§ **Instruções da tarefa**
Formate todo o material abaixo como uma lista JSON de strings, uma para cada linha, sem as linhas em branco. Deixe as imagens fora da resposta.

§ **Dados de trabalho**
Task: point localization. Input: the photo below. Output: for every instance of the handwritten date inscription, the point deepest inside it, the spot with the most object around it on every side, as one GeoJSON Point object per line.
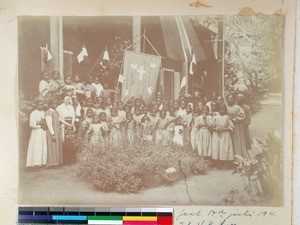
{"type": "Point", "coordinates": [219, 217]}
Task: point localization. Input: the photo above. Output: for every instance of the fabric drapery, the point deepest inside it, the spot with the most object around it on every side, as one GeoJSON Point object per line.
{"type": "Point", "coordinates": [140, 75]}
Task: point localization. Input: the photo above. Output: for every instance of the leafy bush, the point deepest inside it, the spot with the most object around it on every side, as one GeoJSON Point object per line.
{"type": "Point", "coordinates": [131, 169]}
{"type": "Point", "coordinates": [261, 174]}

§ **Resposta esperada**
[
  "Task: point localization. Input: the photo below. Output: for every instance of the handwritten date inscription, the point deepest inside it, the spot with the most object around it on every side, as one GeoJSON Point object per line.",
  "{\"type\": \"Point\", \"coordinates\": [219, 217]}",
  "Task: point localization. Input: the photo above. Output: for every instance of the fabric drapery, the point deepest inside it, the spot with the most object around it on every side, as one GeoJSON Point object per line.",
  "{\"type\": \"Point\", \"coordinates\": [140, 75]}",
  "Task: point localization. Input: the photo above. Output: for every instance of the leafy bush, the point deepest inside it, the spot with the most object around it on every side, as one GeoJSON Point object per line.",
  "{\"type\": \"Point\", \"coordinates\": [131, 169]}",
  "{\"type\": \"Point\", \"coordinates\": [261, 174]}"
]